Problem description: Tally the lines in the records below that contain the string "puppy", with case counting, and reply with that number alone.

Task input:
◇ ◇ ◇
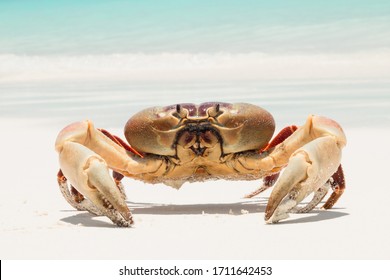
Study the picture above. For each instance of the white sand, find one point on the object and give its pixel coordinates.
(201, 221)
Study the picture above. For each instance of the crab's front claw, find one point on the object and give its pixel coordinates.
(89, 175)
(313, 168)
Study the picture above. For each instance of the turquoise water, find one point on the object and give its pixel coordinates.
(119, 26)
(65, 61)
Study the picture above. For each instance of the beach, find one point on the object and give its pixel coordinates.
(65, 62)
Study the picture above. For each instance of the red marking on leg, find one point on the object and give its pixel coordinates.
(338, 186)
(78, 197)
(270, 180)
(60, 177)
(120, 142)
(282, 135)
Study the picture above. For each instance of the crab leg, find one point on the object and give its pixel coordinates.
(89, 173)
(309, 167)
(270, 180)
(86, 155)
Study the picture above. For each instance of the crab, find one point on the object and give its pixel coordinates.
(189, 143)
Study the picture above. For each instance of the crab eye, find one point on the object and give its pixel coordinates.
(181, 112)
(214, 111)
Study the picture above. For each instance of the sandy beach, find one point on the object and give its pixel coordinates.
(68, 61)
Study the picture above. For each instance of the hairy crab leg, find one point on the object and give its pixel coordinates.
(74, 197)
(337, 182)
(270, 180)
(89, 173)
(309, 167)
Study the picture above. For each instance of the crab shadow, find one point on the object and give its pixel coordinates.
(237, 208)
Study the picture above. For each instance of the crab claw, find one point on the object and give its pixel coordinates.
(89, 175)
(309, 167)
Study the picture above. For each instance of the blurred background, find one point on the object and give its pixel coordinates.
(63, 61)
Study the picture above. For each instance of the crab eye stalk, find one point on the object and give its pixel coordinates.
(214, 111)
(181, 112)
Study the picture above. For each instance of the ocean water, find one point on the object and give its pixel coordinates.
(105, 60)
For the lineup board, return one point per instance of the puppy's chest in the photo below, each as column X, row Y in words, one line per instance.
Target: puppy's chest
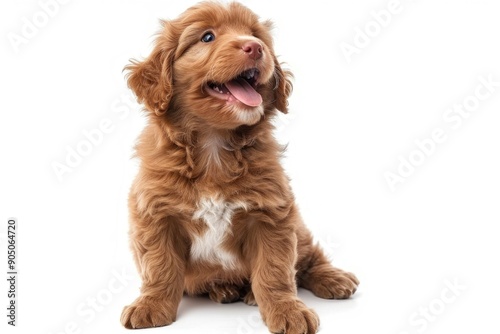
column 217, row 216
◇ ◇ ◇
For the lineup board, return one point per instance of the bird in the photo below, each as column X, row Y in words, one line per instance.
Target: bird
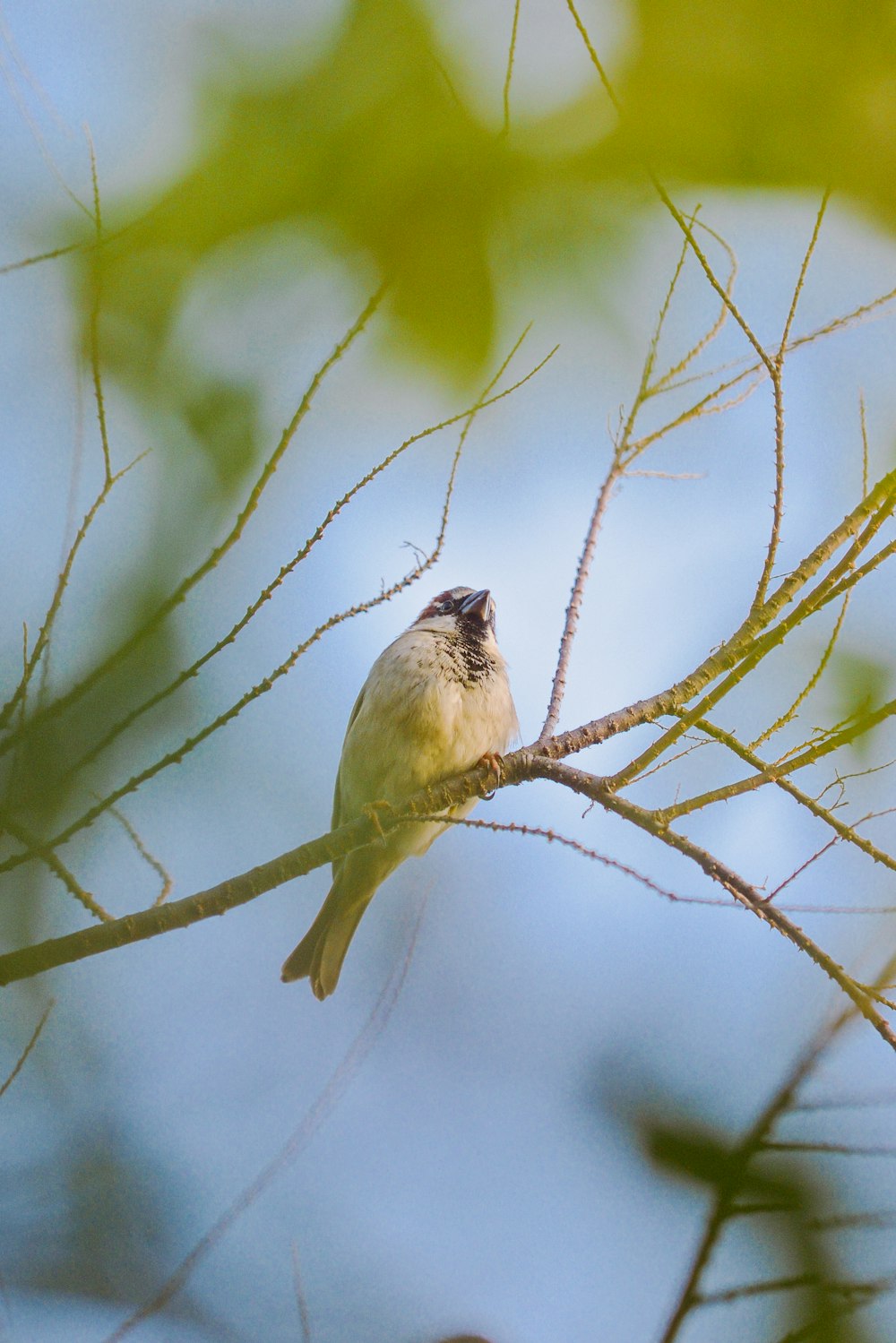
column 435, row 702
◇ ◇ ◇
Worked answer: 2